DO THIS: Retype the whole listing below line for line, changing no character.

RECORDS PROVIDED:
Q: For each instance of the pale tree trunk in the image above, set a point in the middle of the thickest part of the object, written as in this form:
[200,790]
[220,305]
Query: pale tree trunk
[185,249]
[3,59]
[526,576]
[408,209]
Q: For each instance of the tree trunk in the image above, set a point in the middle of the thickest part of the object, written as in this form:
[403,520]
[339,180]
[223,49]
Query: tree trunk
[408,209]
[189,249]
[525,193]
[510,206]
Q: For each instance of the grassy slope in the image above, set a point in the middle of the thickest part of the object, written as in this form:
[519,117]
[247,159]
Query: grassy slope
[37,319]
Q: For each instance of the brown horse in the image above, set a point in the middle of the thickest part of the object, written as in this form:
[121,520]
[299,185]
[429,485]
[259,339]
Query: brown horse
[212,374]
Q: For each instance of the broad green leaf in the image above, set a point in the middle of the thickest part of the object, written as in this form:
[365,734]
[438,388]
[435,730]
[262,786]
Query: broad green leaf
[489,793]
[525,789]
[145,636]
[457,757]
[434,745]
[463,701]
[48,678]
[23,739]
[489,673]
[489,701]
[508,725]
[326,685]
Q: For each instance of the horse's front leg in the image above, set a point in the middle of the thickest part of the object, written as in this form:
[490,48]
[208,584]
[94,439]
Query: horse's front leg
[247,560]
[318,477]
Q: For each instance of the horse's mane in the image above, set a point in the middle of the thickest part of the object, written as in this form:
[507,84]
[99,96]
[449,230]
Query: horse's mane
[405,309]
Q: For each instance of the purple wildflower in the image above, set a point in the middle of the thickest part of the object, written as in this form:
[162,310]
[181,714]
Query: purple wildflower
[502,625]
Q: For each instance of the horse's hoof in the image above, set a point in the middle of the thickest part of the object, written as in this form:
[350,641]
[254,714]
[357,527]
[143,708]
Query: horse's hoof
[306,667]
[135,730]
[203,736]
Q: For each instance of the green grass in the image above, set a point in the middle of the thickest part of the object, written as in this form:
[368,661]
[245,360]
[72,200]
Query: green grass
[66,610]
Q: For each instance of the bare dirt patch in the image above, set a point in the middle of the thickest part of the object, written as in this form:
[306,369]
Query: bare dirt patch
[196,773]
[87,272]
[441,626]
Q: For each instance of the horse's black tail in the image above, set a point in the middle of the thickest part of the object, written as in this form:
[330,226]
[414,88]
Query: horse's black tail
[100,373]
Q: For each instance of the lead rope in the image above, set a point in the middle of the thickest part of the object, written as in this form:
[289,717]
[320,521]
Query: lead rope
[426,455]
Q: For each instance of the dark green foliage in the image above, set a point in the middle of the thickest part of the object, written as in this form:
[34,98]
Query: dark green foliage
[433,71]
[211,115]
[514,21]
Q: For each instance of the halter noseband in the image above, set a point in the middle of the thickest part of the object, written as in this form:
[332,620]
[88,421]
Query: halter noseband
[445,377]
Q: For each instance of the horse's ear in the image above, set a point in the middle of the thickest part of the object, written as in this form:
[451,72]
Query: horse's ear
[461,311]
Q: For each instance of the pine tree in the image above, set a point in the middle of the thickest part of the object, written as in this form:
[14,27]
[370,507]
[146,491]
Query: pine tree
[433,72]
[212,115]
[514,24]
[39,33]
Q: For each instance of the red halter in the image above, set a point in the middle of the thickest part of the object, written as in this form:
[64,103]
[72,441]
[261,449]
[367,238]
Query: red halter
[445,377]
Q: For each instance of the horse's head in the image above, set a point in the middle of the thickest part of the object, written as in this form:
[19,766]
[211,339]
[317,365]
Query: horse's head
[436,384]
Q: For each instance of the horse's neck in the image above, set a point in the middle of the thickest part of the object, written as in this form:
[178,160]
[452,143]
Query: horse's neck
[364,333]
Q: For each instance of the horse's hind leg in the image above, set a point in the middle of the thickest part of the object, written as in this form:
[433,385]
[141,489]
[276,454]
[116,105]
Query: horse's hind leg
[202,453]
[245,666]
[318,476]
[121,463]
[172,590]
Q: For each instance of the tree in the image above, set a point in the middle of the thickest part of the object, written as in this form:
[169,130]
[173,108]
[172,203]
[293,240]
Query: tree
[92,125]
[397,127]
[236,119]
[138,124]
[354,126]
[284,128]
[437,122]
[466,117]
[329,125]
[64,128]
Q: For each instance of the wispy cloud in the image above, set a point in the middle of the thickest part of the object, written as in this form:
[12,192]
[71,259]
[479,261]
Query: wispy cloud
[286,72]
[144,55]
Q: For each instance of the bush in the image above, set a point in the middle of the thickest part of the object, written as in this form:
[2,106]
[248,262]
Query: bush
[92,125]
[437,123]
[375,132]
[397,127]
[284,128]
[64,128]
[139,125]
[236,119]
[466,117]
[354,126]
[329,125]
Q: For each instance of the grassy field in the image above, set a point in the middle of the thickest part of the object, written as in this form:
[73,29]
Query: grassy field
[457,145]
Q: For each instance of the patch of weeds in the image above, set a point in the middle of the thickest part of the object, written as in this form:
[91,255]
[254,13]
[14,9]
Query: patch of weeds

THE RESPONSE:
Q: For each instance of the pale tree trunk in the image above, set a point in the middle of the thickest part of the object, written as in this form:
[200,790]
[220,305]
Query: pale tree trunk
[185,249]
[3,59]
[526,576]
[408,209]
Q: For each instance of the tree trunk in the image above, set a point in the middle of the thickest part of the object, written as in this form:
[403,520]
[339,180]
[223,49]
Query: tree trunk
[408,209]
[189,249]
[525,193]
[510,206]
Q: For each instance of the grassy slope in the image above, set a point in the middle of the thickest part of the object, written as in this form:
[519,117]
[247,159]
Query: grassy slope
[37,319]
Q: For each instance of the brown horse in the image above, set a point in the middle of the thickest part of the object, written as in this form:
[121,520]
[299,185]
[429,485]
[259,339]
Query: brown horse
[212,374]
Q: For each instance of the broad green leaf in the image above, set a point in the middle of the thickest part of the object, written as in this form:
[365,734]
[438,388]
[435,730]
[262,786]
Query: broad green leaf
[489,793]
[525,789]
[145,636]
[457,757]
[434,745]
[463,701]
[48,678]
[23,739]
[489,673]
[489,701]
[508,725]
[326,685]
Q: For each instance of the horse's front leg in the image above, set a point in the middle of the thickest part of the object, written as in this form:
[490,48]
[208,584]
[94,439]
Query: horse's front leg
[247,560]
[318,477]
Q: For each instance of the horse's mane in the image above, set a point in the middle of the thickest part of the object, written as in this form:
[507,84]
[99,96]
[449,230]
Query: horse's mane
[405,309]
Q: For each instance of the purple wildflower in the image above, set a point in the middle of the thickest part of the object, written as in this form:
[162,310]
[181,714]
Query: purple wildflower
[502,625]
Q: For each instance of the horse's hoof in the image above, set a point in the middle of the thickest part of the object, written as in this form:
[350,641]
[254,714]
[357,527]
[143,708]
Query: horse's hoof
[306,667]
[135,730]
[203,736]
Q: For each instance of the green grass in the image above, set a point in the middle of the thickest part of the object, written as in this form:
[368,661]
[245,360]
[72,200]
Query: green grass
[66,610]
Q: For each instance of the bare dirt patch in the image above, set a point in the middle of the thickest part of the object, written as in this form:
[306,369]
Query: bare dirt patch
[196,773]
[87,272]
[441,626]
Q: For each instance of the horse's black tail in the image above, set a point in the middle of the thickest part of the object, written as in this form:
[330,226]
[414,88]
Query: horse's black tail
[100,373]
Q: For each instance of the lead rope in the image above, set a point in the middle of the thickest part of the object, written as in this form:
[289,717]
[320,521]
Query: lead rope
[426,455]
Q: For each instance of the dark green foliage in the image above, set a point in the middle of the thickest part of the object, written as in this form:
[34,98]
Query: dark green foliage
[433,71]
[211,115]
[514,21]
Q: For each instance of the halter noseband in the image above, set a point in the middle of the thickest part of the object, written as in this form:
[332,620]
[88,421]
Query: halter noseband
[445,377]
Q: For each instance of the horse's ear in the image above, set a point in the middle of the thickest part of the object, written as in this form:
[451,72]
Query: horse's ear
[461,311]
Q: For each instance of the pine tree in the image above, set a point in the middle of the thickest part of the object, written as in this form:
[14,27]
[370,507]
[146,491]
Query: pine tree
[433,72]
[212,115]
[514,24]
[39,33]
Q: For each instance of the red halter in the image above, set a point in the middle of the thickest part of the object, written as in this form:
[64,103]
[72,441]
[261,449]
[367,238]
Query: red halter
[445,377]
Q: For each instance of the horse's head in the image above, set a point in the middle of the thickest part of the object, written as in this form:
[19,766]
[211,339]
[317,365]
Query: horse's head
[436,384]
Q: For each instance of the horse's neck in the image above, set a point in the middle of the thickest part of the object, written as in this form:
[178,160]
[452,143]
Query: horse's neck
[364,333]
Q: For each instance of the horse's hind leg in the image above, set a point in the middle of the thickest part of the object, written as in this form:
[433,385]
[141,489]
[276,454]
[116,105]
Query: horse's hind leg
[202,453]
[245,666]
[318,476]
[121,463]
[172,590]
Q: For each instance of the tree in the image above, set a point in the middle of the thickest part of the object, written as in this form:
[169,130]
[173,108]
[172,203]
[293,240]
Query: tree
[92,125]
[397,127]
[236,119]
[138,124]
[354,126]
[284,128]
[437,122]
[466,117]
[329,125]
[64,128]
Q: For each instance of the wispy cloud in the image above, set a point in the middle of the thickest part of the object, written as in this form:
[12,192]
[71,259]
[479,261]
Query: wispy cloud
[286,72]
[144,55]
Q: For each instance of the bush in the image above, set a point in the middle of the thickest part of the object, written as in this form:
[2,106]
[248,262]
Query: bush
[92,125]
[437,123]
[375,132]
[397,127]
[284,128]
[64,128]
[139,125]
[236,119]
[466,117]
[354,126]
[329,125]
Q: For each instance of the grassy field in the image above, set a point in the middle of the thickest part of the object, written as in this form:
[73,29]
Query: grassy field
[457,145]
Q: For each instance of the patch of weeds in the image above, set a point in the middle of the thickest part of the object, written as in this form:
[91,255]
[254,13]
[14,9]
Query: patch of weeds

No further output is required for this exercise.